■ **Dataset extract**
════

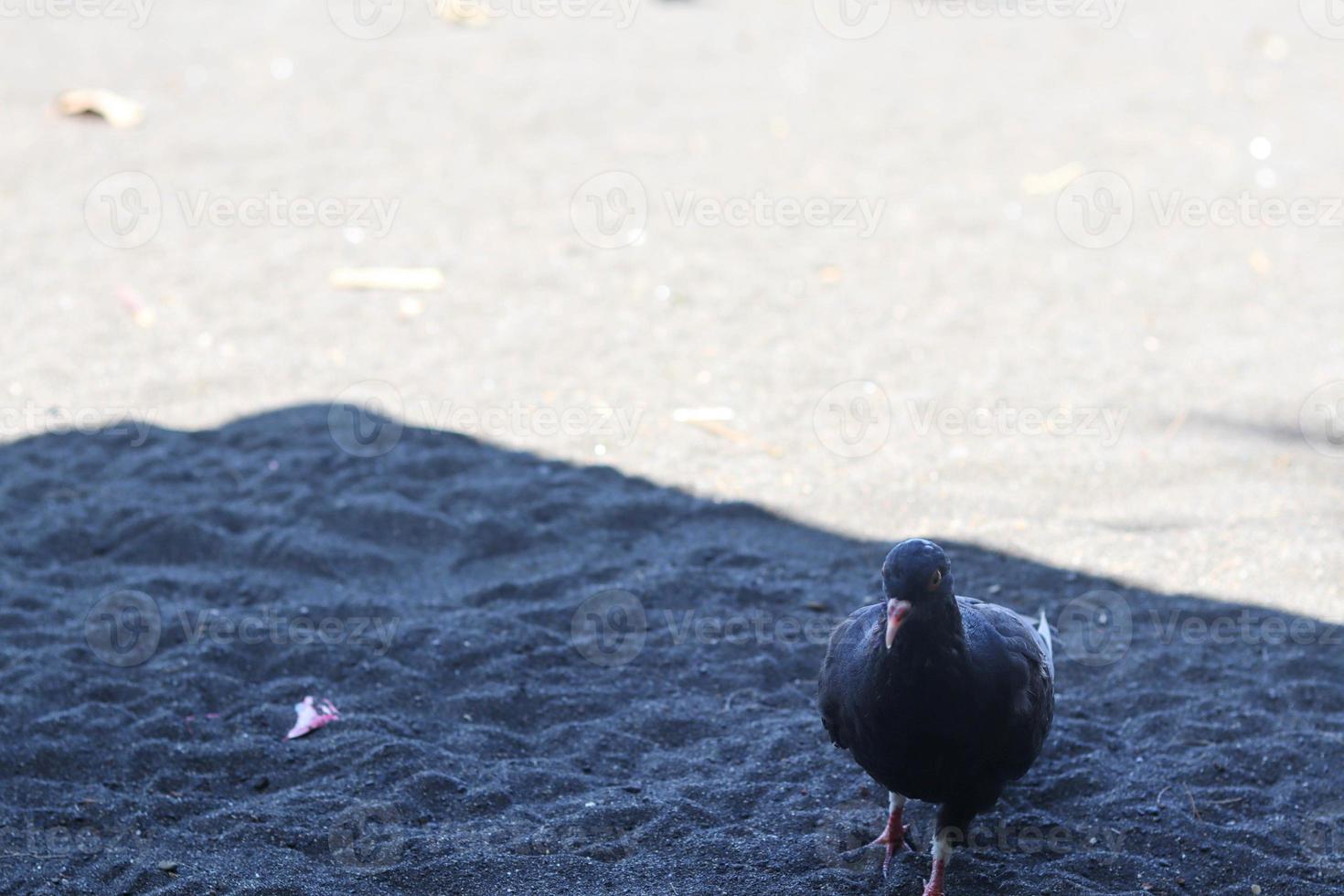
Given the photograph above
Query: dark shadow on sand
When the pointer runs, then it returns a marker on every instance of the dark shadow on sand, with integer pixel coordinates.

════

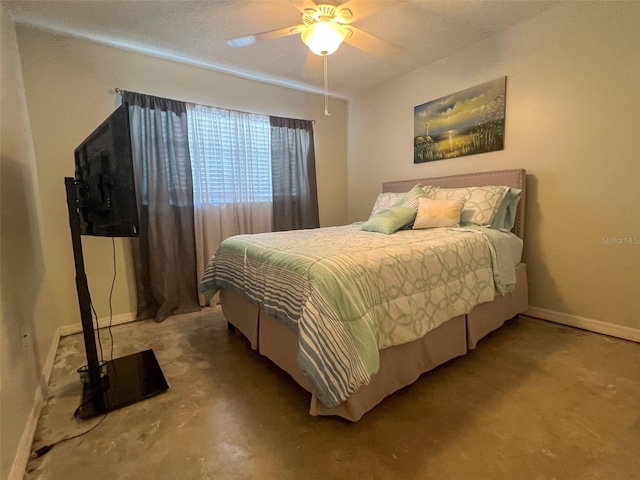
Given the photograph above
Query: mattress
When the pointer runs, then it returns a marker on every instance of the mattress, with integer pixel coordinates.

════

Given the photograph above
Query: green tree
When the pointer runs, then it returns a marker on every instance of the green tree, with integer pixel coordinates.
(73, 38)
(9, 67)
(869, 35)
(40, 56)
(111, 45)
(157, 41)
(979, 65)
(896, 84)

════

Collect all lines of the records above that contain the word "every".

When the pointer runs, then it returns a marker on every instance of the dark shadow on sand, with integer pixel coordinates.
When the pointer runs, then it returns a marker on every instance of the mattress, with integer pixel coordinates.
When the pointer runs, then it returns a marker on every instance of the green tree, with integer pixel coordinates.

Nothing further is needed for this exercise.